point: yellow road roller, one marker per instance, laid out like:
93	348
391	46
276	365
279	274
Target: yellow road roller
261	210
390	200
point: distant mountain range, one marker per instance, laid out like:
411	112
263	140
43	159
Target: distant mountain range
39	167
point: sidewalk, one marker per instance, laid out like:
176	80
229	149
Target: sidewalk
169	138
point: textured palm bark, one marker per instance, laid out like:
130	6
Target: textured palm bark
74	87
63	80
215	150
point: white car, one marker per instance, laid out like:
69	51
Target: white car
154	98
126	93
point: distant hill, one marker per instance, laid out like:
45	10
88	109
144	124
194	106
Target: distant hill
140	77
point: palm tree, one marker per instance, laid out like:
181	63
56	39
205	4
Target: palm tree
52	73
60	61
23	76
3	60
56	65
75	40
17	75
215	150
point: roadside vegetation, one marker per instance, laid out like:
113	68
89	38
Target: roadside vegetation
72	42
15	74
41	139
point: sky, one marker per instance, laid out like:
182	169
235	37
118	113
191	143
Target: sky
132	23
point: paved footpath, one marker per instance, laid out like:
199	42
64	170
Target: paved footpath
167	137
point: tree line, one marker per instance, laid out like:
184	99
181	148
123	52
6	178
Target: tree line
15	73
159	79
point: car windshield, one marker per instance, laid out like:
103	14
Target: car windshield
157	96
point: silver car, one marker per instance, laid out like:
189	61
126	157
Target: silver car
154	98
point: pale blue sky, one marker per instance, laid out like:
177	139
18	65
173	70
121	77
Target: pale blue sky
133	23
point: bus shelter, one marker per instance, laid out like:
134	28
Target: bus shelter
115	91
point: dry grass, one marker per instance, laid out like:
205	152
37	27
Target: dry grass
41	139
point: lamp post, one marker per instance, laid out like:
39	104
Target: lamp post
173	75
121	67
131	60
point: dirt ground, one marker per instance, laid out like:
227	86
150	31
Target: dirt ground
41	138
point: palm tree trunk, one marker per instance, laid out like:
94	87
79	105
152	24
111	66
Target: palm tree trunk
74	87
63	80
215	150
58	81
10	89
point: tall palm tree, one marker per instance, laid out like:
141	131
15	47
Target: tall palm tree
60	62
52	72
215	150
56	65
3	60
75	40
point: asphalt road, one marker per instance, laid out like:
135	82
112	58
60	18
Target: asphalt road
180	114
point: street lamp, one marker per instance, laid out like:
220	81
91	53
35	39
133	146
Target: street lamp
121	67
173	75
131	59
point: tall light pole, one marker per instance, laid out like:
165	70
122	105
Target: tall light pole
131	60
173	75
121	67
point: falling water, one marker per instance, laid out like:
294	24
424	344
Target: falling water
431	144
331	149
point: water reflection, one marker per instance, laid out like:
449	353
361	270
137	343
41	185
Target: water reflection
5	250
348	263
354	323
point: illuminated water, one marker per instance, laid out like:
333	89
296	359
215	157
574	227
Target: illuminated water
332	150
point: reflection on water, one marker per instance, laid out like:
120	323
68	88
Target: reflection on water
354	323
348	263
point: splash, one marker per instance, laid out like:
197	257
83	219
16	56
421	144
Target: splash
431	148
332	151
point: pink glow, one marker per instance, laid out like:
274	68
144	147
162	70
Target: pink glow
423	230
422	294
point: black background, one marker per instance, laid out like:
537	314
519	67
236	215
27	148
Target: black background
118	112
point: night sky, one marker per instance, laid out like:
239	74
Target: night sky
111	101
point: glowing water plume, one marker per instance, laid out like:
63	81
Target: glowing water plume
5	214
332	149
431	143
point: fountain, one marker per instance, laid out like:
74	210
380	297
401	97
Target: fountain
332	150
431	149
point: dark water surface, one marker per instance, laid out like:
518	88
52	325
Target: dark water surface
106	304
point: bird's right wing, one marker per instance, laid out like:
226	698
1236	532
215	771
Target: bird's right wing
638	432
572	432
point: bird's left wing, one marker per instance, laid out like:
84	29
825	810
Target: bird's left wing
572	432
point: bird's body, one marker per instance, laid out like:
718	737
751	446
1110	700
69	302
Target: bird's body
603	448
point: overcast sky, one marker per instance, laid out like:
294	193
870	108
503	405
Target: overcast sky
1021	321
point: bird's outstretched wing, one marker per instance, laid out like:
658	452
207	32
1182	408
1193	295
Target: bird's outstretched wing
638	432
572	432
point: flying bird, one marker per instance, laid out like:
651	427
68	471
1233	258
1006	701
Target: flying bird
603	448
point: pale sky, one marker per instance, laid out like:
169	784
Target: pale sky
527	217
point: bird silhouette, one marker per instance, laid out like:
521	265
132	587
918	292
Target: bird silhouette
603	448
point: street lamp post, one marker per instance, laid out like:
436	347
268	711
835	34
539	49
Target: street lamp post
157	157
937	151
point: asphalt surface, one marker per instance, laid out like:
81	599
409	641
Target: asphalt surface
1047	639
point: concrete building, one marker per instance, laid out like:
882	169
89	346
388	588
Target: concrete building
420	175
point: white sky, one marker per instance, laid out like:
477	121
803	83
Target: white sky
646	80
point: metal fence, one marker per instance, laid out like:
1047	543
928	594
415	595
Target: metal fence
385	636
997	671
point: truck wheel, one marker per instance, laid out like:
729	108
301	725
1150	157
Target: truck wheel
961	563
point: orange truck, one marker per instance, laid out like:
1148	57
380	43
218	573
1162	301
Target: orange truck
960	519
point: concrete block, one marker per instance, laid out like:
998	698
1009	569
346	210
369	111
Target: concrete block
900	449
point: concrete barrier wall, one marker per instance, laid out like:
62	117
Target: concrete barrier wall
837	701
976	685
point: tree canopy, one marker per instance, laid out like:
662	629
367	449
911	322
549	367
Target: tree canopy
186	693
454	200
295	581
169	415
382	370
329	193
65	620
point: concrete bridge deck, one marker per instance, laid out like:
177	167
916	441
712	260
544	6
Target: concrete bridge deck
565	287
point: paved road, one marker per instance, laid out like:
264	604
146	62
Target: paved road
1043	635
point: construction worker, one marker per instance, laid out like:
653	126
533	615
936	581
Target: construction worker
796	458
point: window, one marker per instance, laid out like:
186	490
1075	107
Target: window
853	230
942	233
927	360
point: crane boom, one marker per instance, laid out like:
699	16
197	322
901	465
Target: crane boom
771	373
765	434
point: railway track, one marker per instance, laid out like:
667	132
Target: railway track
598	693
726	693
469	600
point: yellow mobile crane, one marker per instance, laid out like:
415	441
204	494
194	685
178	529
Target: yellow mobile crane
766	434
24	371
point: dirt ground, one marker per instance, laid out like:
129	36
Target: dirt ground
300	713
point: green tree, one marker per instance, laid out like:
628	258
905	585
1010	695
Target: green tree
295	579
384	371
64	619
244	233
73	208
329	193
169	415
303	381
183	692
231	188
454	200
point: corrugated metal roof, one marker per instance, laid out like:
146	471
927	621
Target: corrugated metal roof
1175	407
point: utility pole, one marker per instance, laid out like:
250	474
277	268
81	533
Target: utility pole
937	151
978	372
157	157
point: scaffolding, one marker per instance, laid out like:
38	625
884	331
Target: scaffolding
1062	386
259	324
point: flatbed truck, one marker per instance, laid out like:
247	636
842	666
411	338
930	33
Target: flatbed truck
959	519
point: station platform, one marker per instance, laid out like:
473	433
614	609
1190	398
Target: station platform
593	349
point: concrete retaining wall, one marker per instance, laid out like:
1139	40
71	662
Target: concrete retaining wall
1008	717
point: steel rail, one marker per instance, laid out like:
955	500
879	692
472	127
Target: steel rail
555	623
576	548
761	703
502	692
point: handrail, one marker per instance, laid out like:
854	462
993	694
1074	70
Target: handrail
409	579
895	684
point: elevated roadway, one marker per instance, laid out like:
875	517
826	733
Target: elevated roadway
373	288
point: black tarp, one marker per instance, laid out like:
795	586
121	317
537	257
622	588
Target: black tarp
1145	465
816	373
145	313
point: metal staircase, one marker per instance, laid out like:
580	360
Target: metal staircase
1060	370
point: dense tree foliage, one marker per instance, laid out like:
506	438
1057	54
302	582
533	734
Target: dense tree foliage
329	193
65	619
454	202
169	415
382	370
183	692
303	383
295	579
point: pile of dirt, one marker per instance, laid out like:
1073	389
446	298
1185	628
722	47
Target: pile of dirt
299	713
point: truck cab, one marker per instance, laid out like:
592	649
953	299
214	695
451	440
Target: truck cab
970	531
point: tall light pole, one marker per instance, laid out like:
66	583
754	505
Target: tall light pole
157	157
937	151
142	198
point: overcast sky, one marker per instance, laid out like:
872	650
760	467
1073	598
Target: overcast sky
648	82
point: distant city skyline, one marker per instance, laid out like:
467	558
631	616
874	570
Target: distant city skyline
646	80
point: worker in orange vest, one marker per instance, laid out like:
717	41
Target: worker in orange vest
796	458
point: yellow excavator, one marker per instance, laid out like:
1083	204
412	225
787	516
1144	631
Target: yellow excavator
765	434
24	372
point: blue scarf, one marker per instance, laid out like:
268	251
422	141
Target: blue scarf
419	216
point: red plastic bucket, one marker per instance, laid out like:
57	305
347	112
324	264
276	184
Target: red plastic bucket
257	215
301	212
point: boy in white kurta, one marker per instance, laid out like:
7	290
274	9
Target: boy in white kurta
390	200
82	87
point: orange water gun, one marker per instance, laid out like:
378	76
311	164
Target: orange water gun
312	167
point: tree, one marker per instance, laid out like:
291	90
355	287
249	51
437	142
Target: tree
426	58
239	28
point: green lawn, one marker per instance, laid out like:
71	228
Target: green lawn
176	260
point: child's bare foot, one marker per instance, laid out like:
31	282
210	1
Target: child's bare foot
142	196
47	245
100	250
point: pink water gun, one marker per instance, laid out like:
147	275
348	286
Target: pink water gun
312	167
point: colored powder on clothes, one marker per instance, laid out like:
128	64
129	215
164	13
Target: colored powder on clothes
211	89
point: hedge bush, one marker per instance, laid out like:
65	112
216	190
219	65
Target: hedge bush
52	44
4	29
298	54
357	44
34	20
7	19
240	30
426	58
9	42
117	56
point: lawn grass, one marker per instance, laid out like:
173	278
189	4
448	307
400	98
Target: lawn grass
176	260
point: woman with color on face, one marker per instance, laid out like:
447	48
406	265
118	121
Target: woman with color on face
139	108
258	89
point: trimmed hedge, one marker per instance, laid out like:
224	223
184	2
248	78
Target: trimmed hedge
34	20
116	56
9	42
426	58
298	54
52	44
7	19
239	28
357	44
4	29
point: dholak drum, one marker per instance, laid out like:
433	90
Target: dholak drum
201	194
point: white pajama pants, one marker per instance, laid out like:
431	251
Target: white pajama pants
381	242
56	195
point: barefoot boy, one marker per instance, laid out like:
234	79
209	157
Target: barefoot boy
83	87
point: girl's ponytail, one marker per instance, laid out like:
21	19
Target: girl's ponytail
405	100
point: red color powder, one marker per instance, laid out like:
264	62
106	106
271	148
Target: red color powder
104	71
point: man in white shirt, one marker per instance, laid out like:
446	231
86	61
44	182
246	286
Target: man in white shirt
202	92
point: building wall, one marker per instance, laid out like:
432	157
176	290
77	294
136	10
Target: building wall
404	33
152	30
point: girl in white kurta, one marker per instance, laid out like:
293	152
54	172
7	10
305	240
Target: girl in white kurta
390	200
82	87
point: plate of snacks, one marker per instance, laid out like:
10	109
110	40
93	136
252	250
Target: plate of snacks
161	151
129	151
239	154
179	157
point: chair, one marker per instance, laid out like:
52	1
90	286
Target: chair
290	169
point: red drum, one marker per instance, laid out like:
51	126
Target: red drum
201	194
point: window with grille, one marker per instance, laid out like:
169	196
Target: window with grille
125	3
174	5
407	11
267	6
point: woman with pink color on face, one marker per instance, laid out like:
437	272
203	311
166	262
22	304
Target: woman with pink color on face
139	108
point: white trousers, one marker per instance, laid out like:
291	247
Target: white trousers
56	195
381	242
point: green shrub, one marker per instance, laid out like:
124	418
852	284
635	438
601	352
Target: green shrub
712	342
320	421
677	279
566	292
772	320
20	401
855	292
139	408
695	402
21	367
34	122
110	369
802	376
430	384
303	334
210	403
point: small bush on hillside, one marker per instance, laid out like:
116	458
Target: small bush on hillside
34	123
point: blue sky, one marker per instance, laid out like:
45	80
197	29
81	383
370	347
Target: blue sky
□ □ □ □ □ □ □
[Exercise description]
From the line with "point: girl's ponytail, one" through the end of the rows, write the lines again with "marker" swapped for "dot" and nothing else changed.

[Solution to the exercise]
point: girl's ponytail, one dot per instance, laid out like:
21	19
Target: girl's ponytail
405	100
point: red color powder, one dot per instance, laid out like:
264	62
106	106
271	148
Target: red color powder
104	71
point: man in white shirt, one dot per instance, laid out like:
446	231
86	61
44	182
246	286
Target: man in white shirt
202	92
point: building wall, one dot per instance, laid out like:
432	157
176	290
77	294
136	10
Target: building wall
404	33
152	30
point: girl in white kurta, one dot per instance, laid out like:
293	152
54	172
7	10
305	240
Target: girl in white kurta
390	200
82	87
point: plate of snacks, one dot per instance, laid out like:
10	109
110	40
93	136
252	250
Target: plate of snacks
161	151
129	151
239	154
179	157
point: chair, one dot per instance, laid out like:
52	1
90	286
Target: chair
290	169
point: red drum, one dot per instance, laid out like:
51	126
Target: red drum
201	194
point: window with grille, one dot per instance, laid out like:
169	196
Target: window with grille
125	3
174	5
407	11
267	6
point: woman with pink color on face, one dot per instance, laid out like:
437	272
203	311
166	262
22	304
Target: woman with pink color on face
139	108
point: white trousers, one dot per instance, laid out like:
291	247
Target: white trousers
56	195
381	242
point: green shrub, one dot per instance, laid out like:
124	418
852	284
635	438
601	352
Target: green shrub
712	342
320	421
677	279
566	292
772	320
20	401
855	292
139	408
695	402
21	367
34	122
110	369
802	376
430	384
303	334
210	403
point: small bush on hillside, one dot per instance, laid out like:
116	458
Target: small bush on hillside
34	123
point: blue sky, one dot per instance, laid out like:
45	80
197	29
81	383
370	347
Target: blue sky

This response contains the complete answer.